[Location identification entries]
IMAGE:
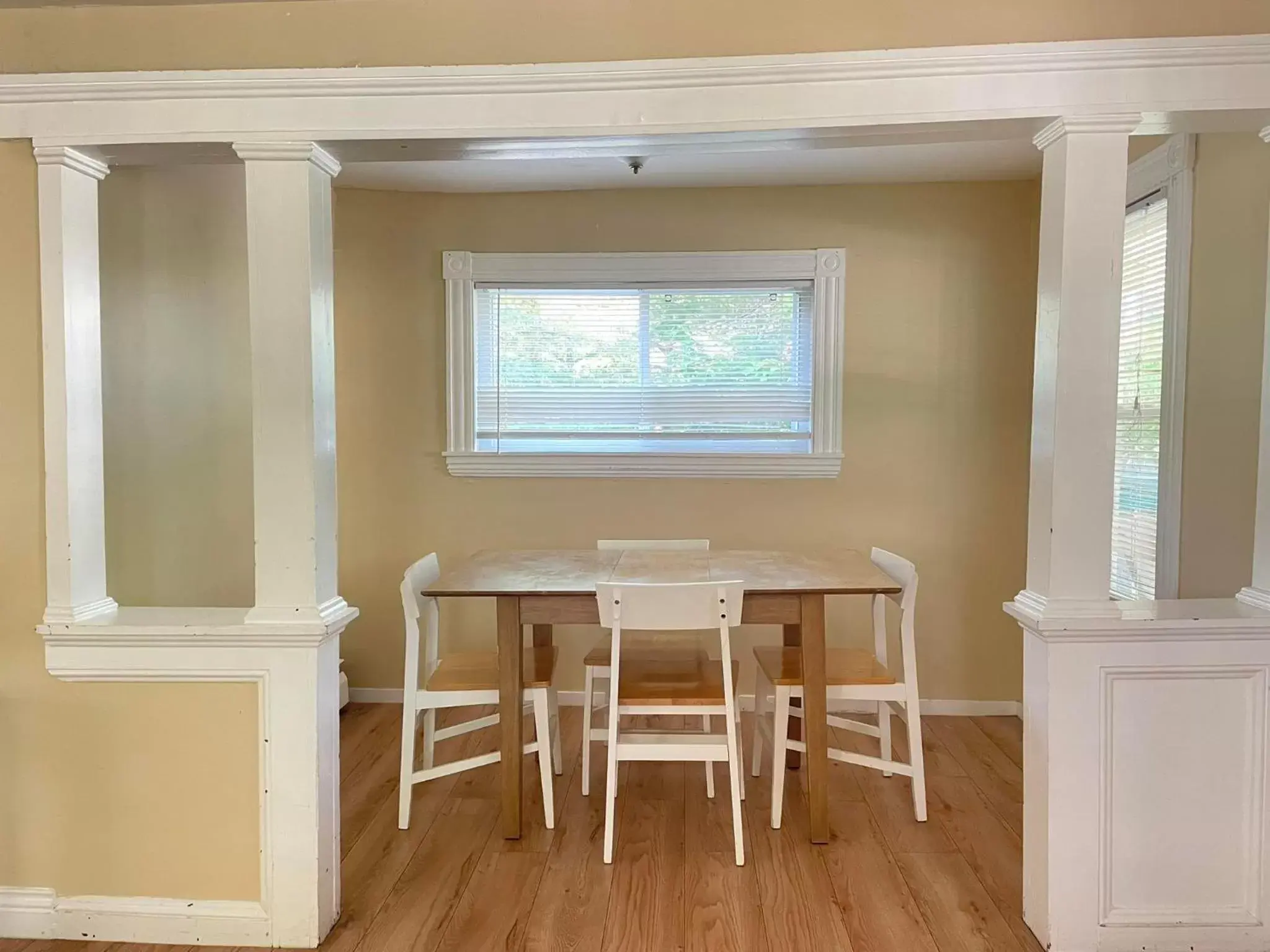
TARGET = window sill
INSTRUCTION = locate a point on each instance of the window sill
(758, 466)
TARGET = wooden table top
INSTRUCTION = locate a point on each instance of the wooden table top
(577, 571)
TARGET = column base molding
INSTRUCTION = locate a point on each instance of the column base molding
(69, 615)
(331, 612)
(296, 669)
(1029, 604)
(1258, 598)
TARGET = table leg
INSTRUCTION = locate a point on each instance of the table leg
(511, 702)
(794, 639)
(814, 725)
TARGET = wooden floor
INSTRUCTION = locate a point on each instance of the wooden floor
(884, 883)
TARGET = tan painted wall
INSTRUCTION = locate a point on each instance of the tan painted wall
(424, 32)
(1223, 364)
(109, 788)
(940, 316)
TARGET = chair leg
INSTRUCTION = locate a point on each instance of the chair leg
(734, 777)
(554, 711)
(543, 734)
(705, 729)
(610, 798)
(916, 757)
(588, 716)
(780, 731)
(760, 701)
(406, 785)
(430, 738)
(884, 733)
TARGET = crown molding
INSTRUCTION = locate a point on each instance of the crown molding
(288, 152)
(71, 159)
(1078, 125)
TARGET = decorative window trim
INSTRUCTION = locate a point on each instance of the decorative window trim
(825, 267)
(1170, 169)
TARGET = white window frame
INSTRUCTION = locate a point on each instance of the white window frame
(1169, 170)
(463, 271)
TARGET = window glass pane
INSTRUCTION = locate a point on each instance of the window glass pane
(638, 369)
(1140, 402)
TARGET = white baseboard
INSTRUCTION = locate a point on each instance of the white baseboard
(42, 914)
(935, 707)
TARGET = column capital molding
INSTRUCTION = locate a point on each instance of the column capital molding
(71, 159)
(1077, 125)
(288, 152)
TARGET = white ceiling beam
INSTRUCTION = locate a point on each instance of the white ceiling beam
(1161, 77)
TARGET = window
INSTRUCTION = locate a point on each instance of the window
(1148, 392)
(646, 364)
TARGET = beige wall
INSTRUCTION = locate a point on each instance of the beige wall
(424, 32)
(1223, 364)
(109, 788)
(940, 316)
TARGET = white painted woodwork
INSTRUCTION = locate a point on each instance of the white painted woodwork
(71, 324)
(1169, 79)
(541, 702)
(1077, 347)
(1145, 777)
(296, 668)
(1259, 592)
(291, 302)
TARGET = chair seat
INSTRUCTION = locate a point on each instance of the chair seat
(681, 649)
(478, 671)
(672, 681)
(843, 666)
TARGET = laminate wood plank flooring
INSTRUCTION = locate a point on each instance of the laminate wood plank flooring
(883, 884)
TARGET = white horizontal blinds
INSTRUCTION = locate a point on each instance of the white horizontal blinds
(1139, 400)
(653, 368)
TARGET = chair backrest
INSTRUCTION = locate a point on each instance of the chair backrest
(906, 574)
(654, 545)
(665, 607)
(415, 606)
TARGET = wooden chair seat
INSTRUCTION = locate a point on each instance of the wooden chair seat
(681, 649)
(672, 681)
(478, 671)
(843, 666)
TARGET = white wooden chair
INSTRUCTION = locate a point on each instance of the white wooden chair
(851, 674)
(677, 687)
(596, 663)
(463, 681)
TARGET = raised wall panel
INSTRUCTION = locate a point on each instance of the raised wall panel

Exercise brief: Can you copy every one of the entries above word for word, leaving out the pictures?

Result below:
IMAGE:
TARGET = window sill
INSTRUCTION = locate a point on each instance of the window sill
(758, 466)
TARGET = wooden table top
INSTRUCTION = locate a point on each instance of the wooden table top
(577, 571)
TARGET = column base molding
INSTRUCTION = locate a point on each instance of the column base molding
(69, 615)
(331, 612)
(296, 669)
(1029, 604)
(1258, 598)
TARGET = table leg
INSTRUCTION = locate a point on each instance of the table leg
(511, 702)
(794, 639)
(814, 725)
TARGET = wooden floor
INSTRUCTION = locate a point on each instance of the wooden floor
(884, 883)
TARGET = tan painted wall
INSTRUCTION = locate a point on each instance of the tan painted wall
(424, 32)
(1223, 364)
(109, 788)
(940, 316)
TARGET = chair leg
INSTRUCTION = locate a point on each instance of the chair leg
(734, 777)
(554, 711)
(543, 734)
(705, 729)
(610, 798)
(916, 757)
(588, 716)
(780, 731)
(760, 701)
(406, 785)
(430, 738)
(884, 733)
TARGET = crown molding
INSTRUCTION = locate a point on each instance of the crown molding
(288, 152)
(71, 159)
(1078, 125)
TARGET = decorative window trim
INSTRUCTION = locate a point on each instance of the decorative window trim
(825, 267)
(1170, 169)
TARGET = white window frame
INSTRUCTION = locate a point on each instance of the white window frame
(1169, 170)
(463, 271)
TARGET = window glass pane
INSTRUCTION = locate a point on each instance of the window glass pane
(638, 369)
(1140, 402)
TARGET = white baseboard
INSTRUCTION = locate a point on each instance of the white baseboard
(42, 914)
(935, 707)
TARGET = column capital molding
INSTRUCTION = locate a point on each instance of the column capital molding
(71, 159)
(1077, 125)
(288, 152)
TARGET = white ceiling beam
INSTRUCTION = locate a point on each instance of the white ceiling beam
(1161, 77)
TARGET = window
INSTRUCTION = locate a point on each instance of the window
(1148, 392)
(646, 364)
TARGET = beige wall
INSTRUCTION = locate a point on each instance of the beige wall
(424, 32)
(1223, 364)
(109, 788)
(940, 316)
TARGET = white painted woodwork
INSTRUCTION = locate a point on each instance of the white painted woodwork
(71, 324)
(1169, 79)
(541, 702)
(1077, 347)
(1145, 777)
(296, 668)
(1259, 592)
(291, 302)
TARGET = chair seat
INSTRUCTION = locate a point on each instance of the chair seat
(681, 649)
(478, 671)
(672, 681)
(843, 666)
TARGET = laminate wood plank flooring
INSTRUCTION = locate a point on each instance of the laminate wood plank flooring
(883, 884)
TARGET = white horizontal blinds
INSTRUCTION = locate a point on each instance of the white horizontal blinds
(1139, 400)
(653, 368)
TARGET = chair backrest
INSTRUCTION = locate a point on each instance of the chair backrest
(906, 574)
(654, 545)
(665, 607)
(415, 606)
TARGET = wooden chair seat
INSTRUCTION = locate a point on each instance of the wooden chair seat
(681, 649)
(672, 681)
(478, 671)
(843, 666)
TARGET = white wooden chair
INSTRUCTION = locate a point on each instance of the white wooden chair
(851, 674)
(677, 687)
(596, 663)
(463, 681)
TARGET = raised wall panel
INSTRUCTION = locate a point on each instance of the raised wall panel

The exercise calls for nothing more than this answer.